_Prompt_
Reproduce every record below exactly as written, but leave out any pictures.

_Input for this task_
○ ○ ○ ○
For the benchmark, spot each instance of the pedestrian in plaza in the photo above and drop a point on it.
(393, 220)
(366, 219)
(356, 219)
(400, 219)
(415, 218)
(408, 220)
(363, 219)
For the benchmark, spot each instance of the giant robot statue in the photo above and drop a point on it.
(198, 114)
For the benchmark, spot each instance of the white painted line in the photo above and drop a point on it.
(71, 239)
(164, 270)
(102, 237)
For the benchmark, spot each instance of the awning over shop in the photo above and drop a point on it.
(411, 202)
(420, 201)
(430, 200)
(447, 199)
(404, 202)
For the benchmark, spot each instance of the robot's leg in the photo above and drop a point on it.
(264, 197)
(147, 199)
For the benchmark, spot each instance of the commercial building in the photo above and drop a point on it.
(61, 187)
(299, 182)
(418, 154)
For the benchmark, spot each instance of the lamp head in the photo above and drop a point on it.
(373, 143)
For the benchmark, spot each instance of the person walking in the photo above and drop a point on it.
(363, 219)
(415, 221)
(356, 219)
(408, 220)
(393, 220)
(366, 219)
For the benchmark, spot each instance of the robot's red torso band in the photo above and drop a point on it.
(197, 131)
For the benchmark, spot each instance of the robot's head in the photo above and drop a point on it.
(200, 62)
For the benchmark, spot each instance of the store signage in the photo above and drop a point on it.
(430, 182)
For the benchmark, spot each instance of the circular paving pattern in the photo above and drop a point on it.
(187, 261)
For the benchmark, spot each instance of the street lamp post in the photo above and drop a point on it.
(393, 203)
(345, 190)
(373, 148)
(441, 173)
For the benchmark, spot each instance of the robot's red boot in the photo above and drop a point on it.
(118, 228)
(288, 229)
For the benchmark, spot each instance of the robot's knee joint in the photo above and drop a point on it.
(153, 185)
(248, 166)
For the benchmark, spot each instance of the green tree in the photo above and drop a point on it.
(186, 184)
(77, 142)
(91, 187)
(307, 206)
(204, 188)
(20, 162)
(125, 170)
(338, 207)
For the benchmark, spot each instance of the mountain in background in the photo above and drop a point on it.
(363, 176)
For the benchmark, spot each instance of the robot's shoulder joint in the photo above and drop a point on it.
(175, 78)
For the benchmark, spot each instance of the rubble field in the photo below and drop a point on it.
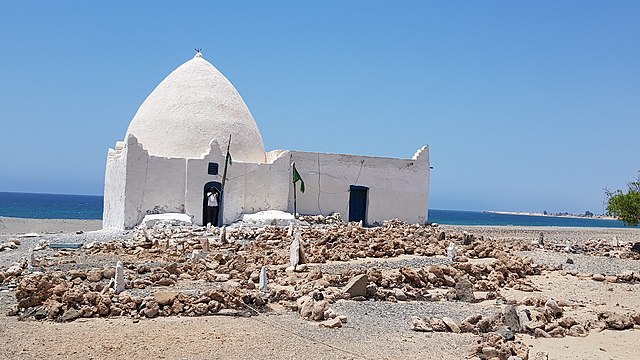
(491, 295)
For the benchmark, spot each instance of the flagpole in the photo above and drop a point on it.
(224, 179)
(295, 210)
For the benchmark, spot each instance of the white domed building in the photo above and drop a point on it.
(175, 148)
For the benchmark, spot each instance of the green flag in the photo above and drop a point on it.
(297, 177)
(229, 158)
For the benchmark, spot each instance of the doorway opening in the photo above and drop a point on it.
(215, 186)
(358, 203)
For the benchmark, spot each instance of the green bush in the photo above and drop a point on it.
(625, 206)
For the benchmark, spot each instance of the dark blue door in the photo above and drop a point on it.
(358, 203)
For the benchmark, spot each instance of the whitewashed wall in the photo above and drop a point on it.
(398, 188)
(137, 184)
(114, 187)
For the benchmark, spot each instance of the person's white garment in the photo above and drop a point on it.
(213, 199)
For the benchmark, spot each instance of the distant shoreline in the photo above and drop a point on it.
(571, 216)
(16, 226)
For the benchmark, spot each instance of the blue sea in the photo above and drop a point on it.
(54, 206)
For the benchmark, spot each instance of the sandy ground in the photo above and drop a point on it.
(376, 330)
(21, 226)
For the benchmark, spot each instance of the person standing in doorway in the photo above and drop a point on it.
(212, 206)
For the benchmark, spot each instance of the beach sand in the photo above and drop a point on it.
(376, 329)
(11, 226)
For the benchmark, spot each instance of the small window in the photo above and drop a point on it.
(213, 169)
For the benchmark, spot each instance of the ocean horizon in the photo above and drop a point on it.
(89, 207)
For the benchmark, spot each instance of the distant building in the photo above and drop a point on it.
(174, 152)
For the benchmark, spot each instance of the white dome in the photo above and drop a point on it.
(192, 106)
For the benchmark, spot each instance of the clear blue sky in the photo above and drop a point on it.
(525, 105)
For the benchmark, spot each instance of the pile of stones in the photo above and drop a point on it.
(538, 317)
(55, 296)
(10, 244)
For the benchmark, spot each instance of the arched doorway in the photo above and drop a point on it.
(216, 186)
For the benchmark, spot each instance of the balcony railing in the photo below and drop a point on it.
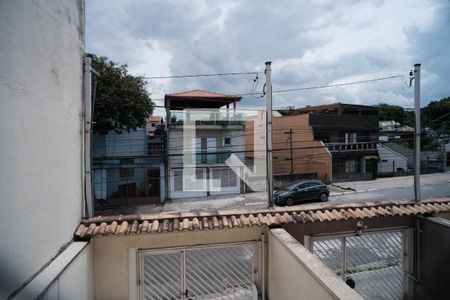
(363, 146)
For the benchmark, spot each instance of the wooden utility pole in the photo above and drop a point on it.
(268, 72)
(417, 132)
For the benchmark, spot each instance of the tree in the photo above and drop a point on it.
(121, 101)
(389, 112)
(435, 113)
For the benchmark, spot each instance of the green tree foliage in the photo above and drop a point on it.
(435, 113)
(121, 101)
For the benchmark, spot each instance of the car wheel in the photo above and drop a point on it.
(290, 201)
(323, 197)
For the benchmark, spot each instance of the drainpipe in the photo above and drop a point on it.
(87, 129)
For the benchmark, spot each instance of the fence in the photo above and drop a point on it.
(219, 272)
(372, 263)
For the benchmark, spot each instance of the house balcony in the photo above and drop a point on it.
(207, 118)
(351, 147)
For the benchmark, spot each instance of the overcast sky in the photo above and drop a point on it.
(310, 43)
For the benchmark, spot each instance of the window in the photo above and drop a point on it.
(126, 172)
(127, 161)
(154, 149)
(350, 166)
(206, 150)
(228, 178)
(350, 137)
(178, 180)
(127, 190)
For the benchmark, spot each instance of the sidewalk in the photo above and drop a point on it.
(341, 188)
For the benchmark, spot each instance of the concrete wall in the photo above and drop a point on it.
(309, 156)
(76, 282)
(41, 72)
(133, 143)
(390, 161)
(112, 253)
(295, 273)
(215, 135)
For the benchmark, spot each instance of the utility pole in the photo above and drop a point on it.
(269, 132)
(417, 132)
(444, 154)
(88, 195)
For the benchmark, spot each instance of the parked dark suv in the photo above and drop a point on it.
(302, 191)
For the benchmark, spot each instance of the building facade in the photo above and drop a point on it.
(350, 132)
(129, 167)
(202, 133)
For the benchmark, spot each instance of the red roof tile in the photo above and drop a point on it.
(202, 94)
(237, 218)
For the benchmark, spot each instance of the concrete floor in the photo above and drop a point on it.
(392, 188)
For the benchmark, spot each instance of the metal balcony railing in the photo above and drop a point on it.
(361, 146)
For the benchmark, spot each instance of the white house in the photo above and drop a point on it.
(42, 136)
(196, 164)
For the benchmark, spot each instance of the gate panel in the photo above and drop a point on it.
(330, 252)
(220, 272)
(161, 276)
(373, 262)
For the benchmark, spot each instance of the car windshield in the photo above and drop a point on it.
(293, 186)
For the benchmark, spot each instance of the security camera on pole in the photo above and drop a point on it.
(269, 132)
(417, 131)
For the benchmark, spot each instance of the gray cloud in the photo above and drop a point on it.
(310, 43)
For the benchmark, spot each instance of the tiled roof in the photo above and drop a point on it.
(155, 119)
(202, 94)
(156, 223)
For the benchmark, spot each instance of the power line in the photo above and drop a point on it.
(203, 75)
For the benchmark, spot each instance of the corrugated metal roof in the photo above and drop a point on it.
(201, 220)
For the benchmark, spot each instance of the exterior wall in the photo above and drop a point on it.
(294, 272)
(112, 253)
(434, 261)
(309, 156)
(108, 149)
(41, 75)
(390, 161)
(176, 151)
(133, 143)
(76, 282)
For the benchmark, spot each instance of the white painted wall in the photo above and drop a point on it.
(81, 272)
(390, 160)
(295, 273)
(216, 134)
(41, 72)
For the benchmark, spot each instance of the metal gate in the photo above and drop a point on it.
(219, 272)
(373, 262)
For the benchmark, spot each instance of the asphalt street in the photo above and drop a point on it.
(437, 190)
○ ○ ○ ○
_Exercise result_
For the benchmark, spot each instance of the pedestrian in plaza in the photo above and drop a point on it.
(393, 220)
(366, 219)
(356, 219)
(400, 219)
(415, 218)
(408, 220)
(363, 219)
For the benchmark, spot each instance of the giant robot statue in the photo above and drop a point on it.
(198, 114)
For the benchmark, spot each instance of the white painted line in the photo above and drop a point on it.
(71, 239)
(164, 270)
(102, 237)
For the benchmark, spot each instance of the awning over shop in the photo above and drop a point on it.
(411, 202)
(420, 201)
(430, 200)
(447, 199)
(404, 202)
For the benchmark, spot each instance of the robot's leg in the photo above and drop a point on it.
(264, 197)
(147, 199)
For the benchmark, spot each instance of the commercial building in the photo above and drop a point on it.
(61, 187)
(299, 182)
(418, 154)
For the benchmark, spot each instance of the lamp head in the photo above and drop a point on it.
(373, 143)
For the benchmark, spot each instance of the person walking in the photo above and drop a point on it.
(363, 219)
(415, 221)
(356, 219)
(408, 220)
(393, 220)
(366, 219)
For the benchmark, spot each instance of the robot's red torso band in the photo above and drop a point on it.
(197, 131)
For the benchmark, spot each instance of the robot's head in the photo above and drop a point on it.
(200, 62)
For the benchmark, spot each instance of the store signage in the photo above and drop a point on it.
(430, 182)
For the benchmark, spot each instance of the circular paving pattern in the photo above and drop a point on it.
(187, 261)
For the benchmark, spot each instance of the street lamp post in the photo above and drop a point on it.
(393, 203)
(345, 190)
(373, 148)
(441, 173)
For the benchmark, spot each instance of the robot's red boot in the photo above and drop a point on it.
(118, 228)
(288, 229)
For the benchmark, spot each instance of the robot's knee joint in the photo above and drop a point on it.
(153, 185)
(248, 166)
For the benchmark, spot each instance of the green tree in the photo above and drop a point on it.
(186, 184)
(77, 142)
(91, 187)
(307, 206)
(204, 188)
(20, 162)
(125, 170)
(338, 207)
For the benchmark, spot each instance of the mountain in background in the photo above and drop a point on it.
(363, 176)
For the benchmark, spot each instance of the robot's shoulder joint in the photo above and drop a point on it.
(175, 78)
For the benchmark, spot each instance of the rubble field in the photo below and drop a point on it.
(491, 295)
For the benchmark, spot each instance of the flagpole in the photo above and drop a point on it.
(224, 179)
(295, 210)
For the benchmark, spot each instance of the white domed building in the photo above and drop a point on it.
(175, 148)
For the benchmark, spot each instance of the green flag in the photo above and drop a point on it.
(297, 177)
(229, 158)
For the benchmark, spot each instance of the doorway opening in the photo above and drop a point on it.
(215, 186)
(358, 203)
For the benchmark, spot each instance of the green bush in the photo above and drop a point on it.
(625, 206)
For the benchmark, spot each instance of the dark blue door in the photo above and drop a point on it.
(358, 203)
For the benchmark, spot each instance of the whitewashed wall in the photo above and drop a point on it.
(398, 188)
(137, 184)
(114, 187)
For the benchmark, spot each instance of the person's white garment in the photo above and drop a point on it.
(213, 199)
For the benchmark, spot each instance of the distant shoreline in the photo above and drop a point on it.
(571, 216)
(16, 226)
For the benchmark, spot each instance of the blue sea in the photo above and drop a point on it.
(54, 206)
For the benchmark, spot each instance of the sandy ground in the photo above and drop a point on it.
(376, 330)
(21, 226)
For the benchmark, spot each instance of the person standing in doorway in the photo above and drop a point on it.
(212, 206)
For the benchmark, spot each instance of the beach sand in the photo above and drop a point on it.
(376, 329)
(11, 226)
For the benchmark, spot each instance of the small window in the photo above and drop a point on it.
(213, 169)
For the benchmark, spot each instance of the ocean horizon in the photo above and drop a point on it.
(89, 207)
For the benchmark, spot each instance of the distant building in the photo above and drop a point on it.
(174, 152)
For the benchmark, spot each instance of the white dome in the photo above and drop a point on it.
(192, 106)
For the benchmark, spot each instance of the clear blue sky in the photo above and drop a point on it.
(525, 105)
For the benchmark, spot each instance of the pile of stones in the photo above and drop a point on it.
(538, 317)
(55, 296)
(10, 244)
For the benchmark, spot each instance of the arched doorway in the photo above and drop a point on it.
(216, 186)
For the benchmark, spot each instance of the balcony railing in the photo below and drop a point on it.
(363, 146)
For the benchmark, spot each instance of the wooden utility pole in the photo above and drop a point on it.
(268, 72)
(417, 132)
For the benchmark, spot each instance of the tree in the photo above and drop a point on it.
(121, 101)
(389, 112)
(435, 113)
For the benchmark, spot each instance of the green tree foliage in the photo above and drop a point on it.
(435, 113)
(121, 101)
For the benchmark, spot each instance of the car wheel in the photo above and drop a point on it.
(290, 201)
(323, 197)
For the benchmark, spot each instance of the drainpipe in the photo above and drop a point on it.
(87, 129)
For the benchmark, spot each instance of the fence in the photo above and drop a point on it.
(219, 272)
(372, 263)
For the benchmark, spot each instance of the house balcony in the photo above and drop a point on it.
(207, 118)
(351, 147)
For the benchmark, spot each instance of the overcast sky in the photo above and drop a point on it.
(310, 43)
For the benchmark, spot each instance of the window in the photo above and drop a point on it.
(126, 172)
(127, 161)
(154, 149)
(350, 166)
(206, 150)
(228, 178)
(350, 137)
(178, 180)
(127, 190)
For the benchmark, spot each instance of the sidewalk in the photo above and drop a point on it.
(341, 188)
For the benchmark, spot each instance of the concrete wall in the photo above and drop a point on it.
(309, 156)
(76, 282)
(41, 72)
(133, 143)
(390, 161)
(112, 253)
(295, 273)
(215, 135)
For the benchmark, spot each instance of the utility pole in the photo above and drop a point on it.
(269, 132)
(417, 132)
(444, 154)
(88, 195)
For the benchmark, spot each instance of the parked dark suv in the photo above and drop a point on it.
(302, 191)
For the benchmark, spot each instance of the building facade in the photo above and drop a point on it.
(350, 132)
(129, 167)
(202, 133)
For the benchmark, spot each instance of the red roof tile in the photo above and drop a point on it.
(202, 94)
(237, 218)
For the benchmark, spot each instance of the concrete floor in the photo above and drop a point on it.
(392, 188)
For the benchmark, spot each instance of the metal balcony railing in the photo above and drop a point on it.
(361, 146)
For the benchmark, spot each instance of the white house in the photo above and drop a point on it.
(42, 136)
(196, 164)
For the benchmark, spot each instance of the gate panel in the photo above and drop a point on it.
(330, 252)
(220, 272)
(161, 276)
(373, 262)
For the benchmark, spot each instance of the car windshield in the photo above and drop a point on it.
(293, 186)
For the benchmark, spot each instance of the security camera on pole in the photo above and drop a point on it.
(269, 132)
(417, 131)
For the benchmark, spot each instance of the gray cloud in the photo above and drop a point on it.
(310, 43)
For the benchmark, spot each instance of the tiled roof in the photo above and drop a point on it.
(155, 119)
(202, 94)
(156, 223)
For the benchmark, spot each instance of the power line in the photo above and drop a point on it.
(203, 75)
For the benchmark, spot each instance of the corrugated metal roof in the photo above and drop a point on it.
(201, 220)
For the benchmark, spot each instance of the exterior wall in the photo above and drop a point on it.
(294, 272)
(112, 253)
(434, 261)
(309, 156)
(108, 149)
(41, 75)
(390, 161)
(176, 151)
(133, 143)
(76, 282)
For the benchmark, spot each instance of the white painted wall in the photo above and drop a point on it.
(81, 272)
(390, 160)
(295, 273)
(216, 134)
(41, 72)
For the benchmark, spot each instance of the metal gate in the photo above and drop a point on it.
(219, 272)
(373, 262)
For the benchmark, spot each instance of the asphalt street in the photo above and drop a point on it.
(437, 190)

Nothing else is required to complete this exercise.